• [Document extract]
# Corporate RAG for Asset Management

## 1. SetUp the Environment

In [None]:
# import dependencies
import os
import time
from llmware.library import Library
from llmware.retrieval import Query
from llmware.prompts import Prompt
from llmware.setup import Setup

## 2. Test with an Example

In [None]:
# Create a test library and load it with llmware samples
test_library = Library().create_new_library("Agreements")
samples_path = Setup().load_sample_files()
test_library.add_files(os.path.join(samples_path,"Agreements"))

# Create vector embeddings for the library and store them in Milvus
test_library.install_new_embedding(embedding_model_name="industry-bert-contracts", vector_db="milvus")

# Perform a semantic search in the test library
os.environ["TOKENIZERS_PARALLELISM"] = "false" # HuggingFace tokenizer warning to be avoided

# Construct and perform a test query
test_query = 'Resignation'
query_res = Query(test_library).semantic_query(test_query, result_count=20)
print(query_res)

## 3. RAG

In [None]:
# Create a library and load it with llmware samples
library = Library().create_new_library("Project_lib")
library.add_files('/Users/gerasimosplegas/Desktop/bling-rag-llm-project/docs')

# Create vector embeddings for the library and store them in Milvus
# Opt for the industry-bert-asset-management model which is trained for our domain
library.install_new_embedding(embedding_model_name="industry-bert-asset-management", vector_db="milvus")

# Construct the query
query = 'What is defined as criticality?'
query_res = Query(library).semantic_query(query, result_count=2)
print(query_res)

In [None]:
embedded_text = ''
for q in query_res:
   embedded_text += '\n'.join(q['text'].split("\'\'"))


# check all of the pertinent HuggingFace models for performance
models = ["llmware/bling-1b-0.1",
             "llmware/bling-1.4b-0.1",
             "llmware/bling-falcon-1b-0.1",
             "llmware/bling-cerebras-1.3b-0.1",
             "llmware/bling-sheared-llama-1.3b-0.1",
             "llmware/bling-sheared-llama-2.7b-0.1",
             "llmware/bling-red-pajamas-3b-0.1",
             ]


model_list_small = [
             "llmware/bling-1b-0.1",
             ]


# iterate through each model, prompt them and get the answer
for model in models:
    t0 = time.time()
    print(f"\n > Loading Model: {model}...")
    prompter = Prompt().load_model(model, from_hf=True, api_key="")
    
    t1 = time.time()
    print(f"\n > Model {model} load time: {t1-t0} seconds")
    
    print(f"Query: {query}")
    output = prompter.prompt_main(query, context=embedded_text
                                 , prompt_name="default_with_context",temperature=0.0)
    
    llm_response = output["llm_response"].strip("\n")
    print(f"\n > LLM Response: {llm_response}")
    print(f"\n > LLM Usage: {output['usage']}")
    
    t2 = time.time()
    print(f"\nTotal processing time: {t2-t1} seconds")

## 4. Benchmark against OpenAI Models

In [None]:
# Set the API Key, either by setting the env var or editing it directly here:
openai_api_key = ['YOUR_OPENAI_KEY']

In [None]:
# Create a new prompter using any desired model (GPT-3.5)and add the query_results
prompt_text = "Summarize the criticality provisions"
print (f"\n > Prompting LLM with '{prompt_text}'")
prompter = Prompt().load_model("gpt-3.5-turbo", api_key=openai_api_key)
sources = prompter.add_source_query_results(query_res)

In [None]:
# Prompt the LLM with the sources and query string
responses = prompter.prompt_with_source(prompt_text, prompt_name="summarize_with_bullets")
for response in responses:
    print ("\n > LLM response\n" + response["llm_response"])

Saved entries:
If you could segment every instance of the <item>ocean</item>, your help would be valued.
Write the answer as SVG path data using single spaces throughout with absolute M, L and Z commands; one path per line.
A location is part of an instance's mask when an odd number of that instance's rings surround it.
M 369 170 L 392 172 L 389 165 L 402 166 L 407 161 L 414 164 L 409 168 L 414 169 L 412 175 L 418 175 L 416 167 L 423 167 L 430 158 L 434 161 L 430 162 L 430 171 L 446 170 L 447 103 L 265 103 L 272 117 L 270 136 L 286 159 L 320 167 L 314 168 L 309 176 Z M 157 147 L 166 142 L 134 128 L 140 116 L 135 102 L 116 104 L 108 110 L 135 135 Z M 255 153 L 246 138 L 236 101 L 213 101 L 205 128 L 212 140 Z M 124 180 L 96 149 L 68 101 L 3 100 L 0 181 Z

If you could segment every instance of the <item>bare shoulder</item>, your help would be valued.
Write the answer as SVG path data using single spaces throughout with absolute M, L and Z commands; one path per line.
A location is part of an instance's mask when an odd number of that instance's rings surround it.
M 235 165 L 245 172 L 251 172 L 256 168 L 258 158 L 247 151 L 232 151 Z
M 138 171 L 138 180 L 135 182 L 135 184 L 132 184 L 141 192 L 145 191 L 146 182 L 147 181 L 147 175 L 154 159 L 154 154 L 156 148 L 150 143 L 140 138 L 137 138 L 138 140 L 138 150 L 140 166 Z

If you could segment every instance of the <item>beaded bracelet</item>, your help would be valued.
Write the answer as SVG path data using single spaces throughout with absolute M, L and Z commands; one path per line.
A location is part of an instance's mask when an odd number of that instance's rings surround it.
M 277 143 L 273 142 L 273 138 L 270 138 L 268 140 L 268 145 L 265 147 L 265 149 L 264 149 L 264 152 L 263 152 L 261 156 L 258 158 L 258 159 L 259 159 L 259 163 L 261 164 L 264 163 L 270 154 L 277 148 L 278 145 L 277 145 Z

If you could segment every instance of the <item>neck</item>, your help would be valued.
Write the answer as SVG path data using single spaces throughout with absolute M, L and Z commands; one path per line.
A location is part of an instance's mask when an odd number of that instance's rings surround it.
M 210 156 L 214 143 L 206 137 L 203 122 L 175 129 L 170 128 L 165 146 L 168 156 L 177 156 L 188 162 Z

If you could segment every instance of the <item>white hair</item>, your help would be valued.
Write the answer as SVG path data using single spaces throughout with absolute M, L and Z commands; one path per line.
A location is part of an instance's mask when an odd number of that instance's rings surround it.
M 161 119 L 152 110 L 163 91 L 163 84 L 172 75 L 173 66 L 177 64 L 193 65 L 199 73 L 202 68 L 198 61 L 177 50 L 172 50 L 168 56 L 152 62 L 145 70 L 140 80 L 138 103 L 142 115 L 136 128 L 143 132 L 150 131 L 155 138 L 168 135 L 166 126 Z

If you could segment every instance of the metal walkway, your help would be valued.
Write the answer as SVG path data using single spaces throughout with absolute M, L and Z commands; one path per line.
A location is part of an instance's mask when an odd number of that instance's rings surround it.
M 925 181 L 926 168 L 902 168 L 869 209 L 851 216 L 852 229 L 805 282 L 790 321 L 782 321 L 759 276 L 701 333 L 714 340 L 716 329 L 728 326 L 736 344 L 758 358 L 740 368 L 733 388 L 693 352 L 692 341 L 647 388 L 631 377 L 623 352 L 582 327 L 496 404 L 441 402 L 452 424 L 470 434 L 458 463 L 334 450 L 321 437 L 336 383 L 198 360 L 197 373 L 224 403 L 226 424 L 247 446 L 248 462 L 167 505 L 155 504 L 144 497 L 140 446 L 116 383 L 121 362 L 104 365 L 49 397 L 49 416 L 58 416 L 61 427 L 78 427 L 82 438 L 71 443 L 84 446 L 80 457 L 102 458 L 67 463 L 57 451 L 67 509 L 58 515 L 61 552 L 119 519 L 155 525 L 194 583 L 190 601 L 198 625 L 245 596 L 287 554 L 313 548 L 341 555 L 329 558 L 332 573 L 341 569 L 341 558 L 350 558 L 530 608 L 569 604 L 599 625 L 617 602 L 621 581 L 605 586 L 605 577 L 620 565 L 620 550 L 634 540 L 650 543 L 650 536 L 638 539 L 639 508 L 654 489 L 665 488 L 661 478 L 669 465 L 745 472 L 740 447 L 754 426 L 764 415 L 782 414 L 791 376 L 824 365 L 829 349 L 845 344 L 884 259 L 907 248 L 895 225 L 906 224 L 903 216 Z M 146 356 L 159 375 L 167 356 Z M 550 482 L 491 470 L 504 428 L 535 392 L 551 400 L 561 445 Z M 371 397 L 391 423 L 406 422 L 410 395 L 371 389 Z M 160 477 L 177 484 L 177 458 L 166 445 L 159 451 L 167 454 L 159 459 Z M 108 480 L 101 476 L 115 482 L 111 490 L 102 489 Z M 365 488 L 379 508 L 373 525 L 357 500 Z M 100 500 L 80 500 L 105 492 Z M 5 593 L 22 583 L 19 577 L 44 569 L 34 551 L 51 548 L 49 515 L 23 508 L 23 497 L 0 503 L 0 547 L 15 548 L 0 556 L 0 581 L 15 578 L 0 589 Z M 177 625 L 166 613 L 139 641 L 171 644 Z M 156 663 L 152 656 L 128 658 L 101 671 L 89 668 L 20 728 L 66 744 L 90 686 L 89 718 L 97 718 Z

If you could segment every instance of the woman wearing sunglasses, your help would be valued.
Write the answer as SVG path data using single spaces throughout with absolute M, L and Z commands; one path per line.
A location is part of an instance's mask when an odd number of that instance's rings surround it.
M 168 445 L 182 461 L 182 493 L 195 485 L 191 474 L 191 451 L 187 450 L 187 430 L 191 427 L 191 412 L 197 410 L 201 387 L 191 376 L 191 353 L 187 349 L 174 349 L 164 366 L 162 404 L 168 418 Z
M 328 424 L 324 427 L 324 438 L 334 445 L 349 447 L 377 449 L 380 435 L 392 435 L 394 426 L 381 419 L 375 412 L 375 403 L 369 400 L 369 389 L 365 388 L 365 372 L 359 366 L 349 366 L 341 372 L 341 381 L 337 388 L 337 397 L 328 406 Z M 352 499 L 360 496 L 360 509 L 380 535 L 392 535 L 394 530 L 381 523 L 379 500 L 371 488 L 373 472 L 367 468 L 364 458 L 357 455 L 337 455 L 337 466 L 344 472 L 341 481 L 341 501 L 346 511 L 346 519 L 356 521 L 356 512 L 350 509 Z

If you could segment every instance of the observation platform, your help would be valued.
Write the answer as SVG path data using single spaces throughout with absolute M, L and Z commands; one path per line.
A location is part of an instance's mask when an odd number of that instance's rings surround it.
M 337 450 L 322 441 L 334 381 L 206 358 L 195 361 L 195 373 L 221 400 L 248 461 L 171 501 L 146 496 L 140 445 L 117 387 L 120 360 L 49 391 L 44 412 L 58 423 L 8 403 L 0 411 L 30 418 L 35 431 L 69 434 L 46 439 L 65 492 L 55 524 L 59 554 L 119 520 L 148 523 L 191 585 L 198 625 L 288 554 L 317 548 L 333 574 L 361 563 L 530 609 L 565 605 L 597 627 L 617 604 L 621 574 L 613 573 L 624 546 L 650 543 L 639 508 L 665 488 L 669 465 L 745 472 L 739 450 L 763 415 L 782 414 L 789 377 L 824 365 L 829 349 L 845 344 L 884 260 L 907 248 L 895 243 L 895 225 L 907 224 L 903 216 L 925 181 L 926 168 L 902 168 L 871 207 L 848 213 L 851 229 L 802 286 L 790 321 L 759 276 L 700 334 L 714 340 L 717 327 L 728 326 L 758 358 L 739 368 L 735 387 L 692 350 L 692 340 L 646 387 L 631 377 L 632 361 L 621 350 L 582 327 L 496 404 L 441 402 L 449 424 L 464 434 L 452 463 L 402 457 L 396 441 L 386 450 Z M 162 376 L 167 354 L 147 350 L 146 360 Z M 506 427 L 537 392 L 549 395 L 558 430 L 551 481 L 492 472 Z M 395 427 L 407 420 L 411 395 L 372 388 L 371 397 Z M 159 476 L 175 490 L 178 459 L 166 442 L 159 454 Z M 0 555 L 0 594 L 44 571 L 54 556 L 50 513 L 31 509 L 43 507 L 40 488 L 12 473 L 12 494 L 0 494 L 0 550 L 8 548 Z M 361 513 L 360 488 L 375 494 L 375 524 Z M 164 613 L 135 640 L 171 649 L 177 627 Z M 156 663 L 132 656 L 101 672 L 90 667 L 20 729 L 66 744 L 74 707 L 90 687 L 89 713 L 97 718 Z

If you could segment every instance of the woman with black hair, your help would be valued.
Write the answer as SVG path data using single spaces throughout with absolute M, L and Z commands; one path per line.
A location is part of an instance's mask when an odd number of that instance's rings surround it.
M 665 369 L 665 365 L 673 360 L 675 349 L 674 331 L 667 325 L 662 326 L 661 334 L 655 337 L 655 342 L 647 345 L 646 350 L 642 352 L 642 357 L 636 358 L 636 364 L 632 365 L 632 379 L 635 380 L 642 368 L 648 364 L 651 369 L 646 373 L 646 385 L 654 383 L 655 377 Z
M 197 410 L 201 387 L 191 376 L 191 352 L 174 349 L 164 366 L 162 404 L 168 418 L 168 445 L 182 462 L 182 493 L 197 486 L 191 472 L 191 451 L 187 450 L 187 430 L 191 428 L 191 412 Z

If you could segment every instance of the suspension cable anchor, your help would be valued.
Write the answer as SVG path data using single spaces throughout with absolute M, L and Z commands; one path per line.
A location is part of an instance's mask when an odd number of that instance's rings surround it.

• [Prompt A] Copy the RAG notebook's text between "## 4. Benchmark" and "sources = prompter.add_source_query_results(query_res)", inclusive.
• [Prompt B] Which Hugging Face model names appear in the `models` list in the RAG notebook? Give every one.
• [Prompt C]
Answer these from the RAG notebook:
(i) Which embedding model is installed for the "Agreements" library?
(ii) What result_count is used for the query 'What is defined as criticality?'?
(iii) Which prompt_name is passed to prompt_with_source?
The saved entries have nothing to do with the RAG notebook.

• [Response area A]
## 4. Benchmark against OpenAI Models

In [None]:
# Set the API Key, either by setting the env var or editing it directly here:
openai_api_key = ['YOUR_OPENAI_KEY']

In [None]:
# Create a new prompter using any desired model (GPT-3.5)and add the query_results
prompt_text = "Summarize the criticality provisions"
print (f"\n > Prompting LLM with '{prompt_text}'")
prompter = Prompt().load_model("gpt-3.5-turbo", api_key=openai_api_key)
sources = prompter.add_source_query_results(query_res)

• [Response area B]
llmware/bling-1b-0.1
llmware/bling-1.4b-0.1
llmware/bling-falcon-1b-0.1
llmware/bling-cerebras-1.3b-0.1
llmware/bling-sheared-llama-1.3b-0.1
llmware/bling-sheared-llama-2.7b-0.1
llmware/bling-red-pajamas-3b-0.1

• [Response area C]
(i) industry-bert-contracts
(ii) 2
(iii) summarize_with_bullets